WHAT THIS TASK INVOLVES
Can you pull out the material starting at the line containing "segment --target camera" and ending at the line containing "POLYGON ((37 67, 40", copying it word for word?
========================
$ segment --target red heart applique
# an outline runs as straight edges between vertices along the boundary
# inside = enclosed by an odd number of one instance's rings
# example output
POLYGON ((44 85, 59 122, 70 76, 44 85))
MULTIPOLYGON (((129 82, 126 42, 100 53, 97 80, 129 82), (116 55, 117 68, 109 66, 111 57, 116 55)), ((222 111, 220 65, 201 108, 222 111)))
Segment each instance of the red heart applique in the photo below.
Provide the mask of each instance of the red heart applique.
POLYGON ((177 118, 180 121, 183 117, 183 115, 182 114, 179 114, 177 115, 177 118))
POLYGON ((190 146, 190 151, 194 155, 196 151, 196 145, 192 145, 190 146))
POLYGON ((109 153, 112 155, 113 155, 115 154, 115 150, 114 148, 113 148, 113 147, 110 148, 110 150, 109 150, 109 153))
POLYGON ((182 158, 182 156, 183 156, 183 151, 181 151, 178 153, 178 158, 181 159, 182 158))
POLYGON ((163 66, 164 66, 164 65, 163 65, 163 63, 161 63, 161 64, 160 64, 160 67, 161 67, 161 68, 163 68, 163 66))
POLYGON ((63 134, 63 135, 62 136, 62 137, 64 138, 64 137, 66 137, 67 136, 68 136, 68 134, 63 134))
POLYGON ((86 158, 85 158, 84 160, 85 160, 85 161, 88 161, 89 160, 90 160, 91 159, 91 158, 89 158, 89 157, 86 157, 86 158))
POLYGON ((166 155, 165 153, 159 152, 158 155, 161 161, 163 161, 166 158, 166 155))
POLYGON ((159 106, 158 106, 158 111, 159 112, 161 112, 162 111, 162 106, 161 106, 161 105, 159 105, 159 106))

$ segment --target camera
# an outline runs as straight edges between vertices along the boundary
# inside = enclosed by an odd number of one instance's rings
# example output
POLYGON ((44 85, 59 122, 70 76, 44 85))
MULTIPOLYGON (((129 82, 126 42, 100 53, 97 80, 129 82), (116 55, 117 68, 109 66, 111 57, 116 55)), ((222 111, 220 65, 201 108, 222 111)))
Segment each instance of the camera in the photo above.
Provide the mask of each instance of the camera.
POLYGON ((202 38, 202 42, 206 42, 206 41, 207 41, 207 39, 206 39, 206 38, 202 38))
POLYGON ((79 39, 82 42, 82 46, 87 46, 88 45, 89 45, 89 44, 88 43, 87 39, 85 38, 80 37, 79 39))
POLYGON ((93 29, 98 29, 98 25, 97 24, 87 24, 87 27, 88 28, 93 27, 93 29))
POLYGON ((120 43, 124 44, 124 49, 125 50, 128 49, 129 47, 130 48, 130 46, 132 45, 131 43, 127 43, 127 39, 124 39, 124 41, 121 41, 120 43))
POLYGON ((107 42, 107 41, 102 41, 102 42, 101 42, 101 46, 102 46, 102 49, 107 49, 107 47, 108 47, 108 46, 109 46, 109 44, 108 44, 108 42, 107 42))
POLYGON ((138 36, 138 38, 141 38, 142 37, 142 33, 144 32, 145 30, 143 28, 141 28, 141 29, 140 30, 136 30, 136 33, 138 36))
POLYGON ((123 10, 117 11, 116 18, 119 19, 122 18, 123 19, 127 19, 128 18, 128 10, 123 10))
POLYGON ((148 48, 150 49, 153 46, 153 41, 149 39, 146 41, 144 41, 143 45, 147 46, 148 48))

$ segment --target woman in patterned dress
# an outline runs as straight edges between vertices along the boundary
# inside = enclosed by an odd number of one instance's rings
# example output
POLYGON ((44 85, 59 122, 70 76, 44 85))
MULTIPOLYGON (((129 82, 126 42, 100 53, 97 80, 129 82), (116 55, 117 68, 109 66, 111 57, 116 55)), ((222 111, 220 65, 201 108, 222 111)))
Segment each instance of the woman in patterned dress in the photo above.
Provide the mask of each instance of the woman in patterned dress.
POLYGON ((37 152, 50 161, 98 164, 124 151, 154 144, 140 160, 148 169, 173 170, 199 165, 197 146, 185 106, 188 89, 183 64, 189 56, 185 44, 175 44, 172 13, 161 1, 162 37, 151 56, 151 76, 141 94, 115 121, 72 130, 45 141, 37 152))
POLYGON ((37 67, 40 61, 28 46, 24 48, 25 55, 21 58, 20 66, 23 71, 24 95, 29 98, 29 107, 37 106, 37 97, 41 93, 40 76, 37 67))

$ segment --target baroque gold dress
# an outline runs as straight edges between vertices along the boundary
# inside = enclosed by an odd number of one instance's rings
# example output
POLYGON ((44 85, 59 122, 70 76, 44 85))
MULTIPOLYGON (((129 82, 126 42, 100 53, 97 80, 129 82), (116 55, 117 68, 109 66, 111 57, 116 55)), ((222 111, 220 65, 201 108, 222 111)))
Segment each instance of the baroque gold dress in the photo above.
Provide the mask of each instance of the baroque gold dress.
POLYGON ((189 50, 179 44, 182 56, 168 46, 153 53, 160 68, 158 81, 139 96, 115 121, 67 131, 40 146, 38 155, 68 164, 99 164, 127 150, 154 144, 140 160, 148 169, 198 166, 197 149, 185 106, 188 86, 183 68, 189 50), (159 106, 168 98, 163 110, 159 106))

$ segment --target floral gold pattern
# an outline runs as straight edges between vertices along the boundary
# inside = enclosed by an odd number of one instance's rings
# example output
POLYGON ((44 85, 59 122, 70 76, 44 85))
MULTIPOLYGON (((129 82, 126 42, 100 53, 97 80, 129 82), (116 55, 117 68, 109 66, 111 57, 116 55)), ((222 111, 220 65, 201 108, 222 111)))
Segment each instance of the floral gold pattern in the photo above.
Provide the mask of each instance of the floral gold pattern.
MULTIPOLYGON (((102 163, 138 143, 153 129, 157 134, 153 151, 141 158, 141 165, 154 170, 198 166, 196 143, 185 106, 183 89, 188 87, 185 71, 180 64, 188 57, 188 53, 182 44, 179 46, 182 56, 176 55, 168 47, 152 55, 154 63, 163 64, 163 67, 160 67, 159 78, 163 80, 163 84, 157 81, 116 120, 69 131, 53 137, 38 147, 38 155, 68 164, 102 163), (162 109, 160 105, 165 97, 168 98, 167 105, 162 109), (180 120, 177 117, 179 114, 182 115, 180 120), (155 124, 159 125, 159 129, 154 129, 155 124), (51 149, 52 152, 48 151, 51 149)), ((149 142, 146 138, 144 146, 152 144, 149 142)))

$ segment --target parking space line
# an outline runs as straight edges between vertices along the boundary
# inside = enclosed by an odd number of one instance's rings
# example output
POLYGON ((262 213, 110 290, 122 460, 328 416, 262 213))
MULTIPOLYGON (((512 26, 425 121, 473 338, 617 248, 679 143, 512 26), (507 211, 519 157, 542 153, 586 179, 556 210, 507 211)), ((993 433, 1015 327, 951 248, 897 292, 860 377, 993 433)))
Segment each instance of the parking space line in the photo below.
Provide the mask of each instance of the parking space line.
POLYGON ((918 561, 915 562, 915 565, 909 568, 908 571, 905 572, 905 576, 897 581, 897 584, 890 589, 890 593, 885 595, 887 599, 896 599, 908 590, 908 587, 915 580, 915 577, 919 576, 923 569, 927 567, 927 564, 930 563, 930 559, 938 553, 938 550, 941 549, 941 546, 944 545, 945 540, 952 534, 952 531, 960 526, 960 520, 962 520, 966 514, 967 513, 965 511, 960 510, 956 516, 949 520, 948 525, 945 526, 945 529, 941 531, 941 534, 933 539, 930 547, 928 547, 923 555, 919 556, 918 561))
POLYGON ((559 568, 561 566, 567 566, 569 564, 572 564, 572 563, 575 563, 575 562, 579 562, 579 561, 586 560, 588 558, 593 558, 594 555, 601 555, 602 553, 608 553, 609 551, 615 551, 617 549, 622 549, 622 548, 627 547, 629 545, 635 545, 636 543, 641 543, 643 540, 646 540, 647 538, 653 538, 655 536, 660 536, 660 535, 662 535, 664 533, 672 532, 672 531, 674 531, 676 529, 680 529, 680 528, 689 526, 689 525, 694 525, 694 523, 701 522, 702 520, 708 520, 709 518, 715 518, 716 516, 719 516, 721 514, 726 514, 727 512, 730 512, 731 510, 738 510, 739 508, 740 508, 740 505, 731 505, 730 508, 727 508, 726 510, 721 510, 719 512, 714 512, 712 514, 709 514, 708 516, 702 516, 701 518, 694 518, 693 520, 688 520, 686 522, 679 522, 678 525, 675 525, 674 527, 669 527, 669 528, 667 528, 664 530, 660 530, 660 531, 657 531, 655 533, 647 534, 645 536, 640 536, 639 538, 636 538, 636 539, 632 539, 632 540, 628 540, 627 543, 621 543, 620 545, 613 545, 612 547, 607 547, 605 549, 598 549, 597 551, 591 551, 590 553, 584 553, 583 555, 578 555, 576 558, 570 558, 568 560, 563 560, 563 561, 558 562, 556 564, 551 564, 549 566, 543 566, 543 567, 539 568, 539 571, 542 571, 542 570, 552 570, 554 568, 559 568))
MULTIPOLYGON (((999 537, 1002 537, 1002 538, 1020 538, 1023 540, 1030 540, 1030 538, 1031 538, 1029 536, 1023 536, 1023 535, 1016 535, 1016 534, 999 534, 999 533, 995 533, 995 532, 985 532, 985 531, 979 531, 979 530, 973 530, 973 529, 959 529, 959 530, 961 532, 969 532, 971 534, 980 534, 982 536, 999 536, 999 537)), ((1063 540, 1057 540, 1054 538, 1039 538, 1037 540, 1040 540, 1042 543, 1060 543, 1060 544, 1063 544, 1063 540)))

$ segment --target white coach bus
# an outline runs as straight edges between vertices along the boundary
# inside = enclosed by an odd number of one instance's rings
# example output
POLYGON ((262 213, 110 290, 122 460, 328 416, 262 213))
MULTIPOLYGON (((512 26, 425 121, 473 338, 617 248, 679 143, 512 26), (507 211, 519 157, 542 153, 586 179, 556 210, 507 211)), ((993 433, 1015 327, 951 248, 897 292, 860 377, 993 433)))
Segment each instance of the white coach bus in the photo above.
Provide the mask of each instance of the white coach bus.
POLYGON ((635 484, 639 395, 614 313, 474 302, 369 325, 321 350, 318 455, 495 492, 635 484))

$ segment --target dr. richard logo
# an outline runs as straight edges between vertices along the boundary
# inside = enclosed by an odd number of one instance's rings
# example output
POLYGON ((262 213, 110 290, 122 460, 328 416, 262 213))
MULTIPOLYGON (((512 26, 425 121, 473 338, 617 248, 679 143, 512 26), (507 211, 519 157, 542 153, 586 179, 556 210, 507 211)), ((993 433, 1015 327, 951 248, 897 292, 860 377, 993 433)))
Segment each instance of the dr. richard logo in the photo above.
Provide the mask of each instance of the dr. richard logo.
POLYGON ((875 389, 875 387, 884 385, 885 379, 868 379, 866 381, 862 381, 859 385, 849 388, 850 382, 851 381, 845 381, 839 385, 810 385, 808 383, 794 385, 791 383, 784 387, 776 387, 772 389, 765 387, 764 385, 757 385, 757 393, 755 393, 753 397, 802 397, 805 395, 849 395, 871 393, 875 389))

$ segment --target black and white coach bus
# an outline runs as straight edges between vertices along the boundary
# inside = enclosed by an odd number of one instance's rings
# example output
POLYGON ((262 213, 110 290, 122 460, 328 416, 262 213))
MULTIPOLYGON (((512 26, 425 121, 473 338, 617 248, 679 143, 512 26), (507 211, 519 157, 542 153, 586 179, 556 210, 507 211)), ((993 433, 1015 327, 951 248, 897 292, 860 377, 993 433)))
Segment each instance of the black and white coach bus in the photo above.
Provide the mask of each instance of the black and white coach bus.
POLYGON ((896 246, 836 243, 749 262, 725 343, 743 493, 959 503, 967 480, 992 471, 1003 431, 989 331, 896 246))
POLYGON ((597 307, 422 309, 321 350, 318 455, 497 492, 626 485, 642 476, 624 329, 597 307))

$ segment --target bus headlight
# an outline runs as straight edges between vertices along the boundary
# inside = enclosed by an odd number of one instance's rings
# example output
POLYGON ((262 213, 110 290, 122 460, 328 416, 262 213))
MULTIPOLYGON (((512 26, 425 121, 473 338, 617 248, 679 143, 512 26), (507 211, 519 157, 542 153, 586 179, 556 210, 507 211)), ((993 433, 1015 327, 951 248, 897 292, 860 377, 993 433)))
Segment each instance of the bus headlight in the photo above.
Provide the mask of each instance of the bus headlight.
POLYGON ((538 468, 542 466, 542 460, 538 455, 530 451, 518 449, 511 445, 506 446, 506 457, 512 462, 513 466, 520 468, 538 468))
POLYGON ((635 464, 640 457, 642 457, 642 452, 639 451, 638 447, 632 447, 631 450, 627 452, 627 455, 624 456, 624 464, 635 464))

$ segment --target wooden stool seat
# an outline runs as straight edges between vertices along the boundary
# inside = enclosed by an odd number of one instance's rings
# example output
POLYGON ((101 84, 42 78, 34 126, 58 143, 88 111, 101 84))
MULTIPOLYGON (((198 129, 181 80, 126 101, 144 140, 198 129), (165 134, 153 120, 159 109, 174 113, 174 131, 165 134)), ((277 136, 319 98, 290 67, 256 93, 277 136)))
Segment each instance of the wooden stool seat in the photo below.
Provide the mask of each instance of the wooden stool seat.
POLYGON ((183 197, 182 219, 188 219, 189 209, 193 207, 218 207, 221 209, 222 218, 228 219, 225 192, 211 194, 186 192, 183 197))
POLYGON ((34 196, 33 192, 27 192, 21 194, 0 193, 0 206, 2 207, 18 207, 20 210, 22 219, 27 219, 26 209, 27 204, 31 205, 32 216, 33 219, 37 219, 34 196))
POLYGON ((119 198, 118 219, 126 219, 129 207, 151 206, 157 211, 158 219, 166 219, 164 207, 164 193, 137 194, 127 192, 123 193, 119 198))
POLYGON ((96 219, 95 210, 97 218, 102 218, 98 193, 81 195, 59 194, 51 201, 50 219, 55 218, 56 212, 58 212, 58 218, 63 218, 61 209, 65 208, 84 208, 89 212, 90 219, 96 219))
========================
SOLVED EXERCISE
$ segment --target camera
# an outline runs as straight edges between vertices along the boundary
# inside = enclosed by an odd number of one instance's rings
# example output
POLYGON ((44 85, 59 122, 70 76, 44 85))
MULTIPOLYGON (((129 82, 126 42, 100 53, 97 80, 129 82), (116 55, 117 68, 109 66, 111 57, 116 55)), ((222 111, 220 65, 201 108, 222 111)))
Segment each instance of the camera in the photo above.
Provide the mask of each instance of the camera.
POLYGON ((202 38, 202 42, 206 42, 206 41, 207 41, 207 39, 206 39, 206 38, 202 38))
POLYGON ((79 39, 82 42, 82 46, 87 46, 88 45, 89 45, 89 44, 88 43, 87 39, 85 38, 80 37, 79 39))
POLYGON ((93 29, 98 29, 98 25, 97 24, 87 24, 87 27, 88 28, 93 27, 93 29))
POLYGON ((120 43, 124 44, 124 49, 125 50, 128 49, 129 47, 130 48, 130 46, 132 45, 131 43, 127 43, 127 39, 124 39, 124 41, 121 41, 120 43))
POLYGON ((107 42, 107 41, 102 41, 102 42, 101 42, 101 46, 102 46, 102 49, 107 49, 107 47, 108 47, 108 46, 109 46, 109 44, 108 44, 108 42, 107 42))
POLYGON ((138 36, 138 38, 141 38, 142 37, 142 33, 144 32, 145 30, 143 28, 141 28, 141 29, 140 30, 136 30, 136 33, 138 36))
POLYGON ((123 10, 117 11, 116 18, 119 19, 122 18, 123 19, 127 19, 128 18, 128 10, 123 10))
POLYGON ((148 48, 150 49, 153 46, 153 41, 149 39, 146 41, 144 41, 143 45, 147 46, 148 48))

$ segment --target woman in patterned dress
# an outline runs as straight edges between vertices along the boundary
# inside = enclosed by an odd number of one instance's rings
# example output
POLYGON ((44 85, 59 122, 70 76, 44 85))
MULTIPOLYGON (((129 82, 126 42, 100 53, 97 80, 129 82), (116 55, 117 68, 109 66, 111 57, 116 55)), ((222 111, 220 65, 201 108, 222 111)))
Segment each instance of the woman in patterned dress in the photo above.
Provide the mask of each instance of the woman in patterned dress.
POLYGON ((37 152, 50 161, 98 164, 124 151, 154 144, 140 160, 148 169, 173 170, 199 165, 197 146, 185 106, 188 89, 183 64, 189 56, 185 44, 175 44, 172 13, 161 1, 162 37, 151 56, 151 76, 141 94, 115 121, 72 130, 45 141, 37 152))
POLYGON ((37 67, 40 61, 28 46, 24 48, 25 55, 21 58, 20 66, 23 71, 24 95, 29 98, 29 107, 37 106, 37 97, 41 93, 40 76, 37 67))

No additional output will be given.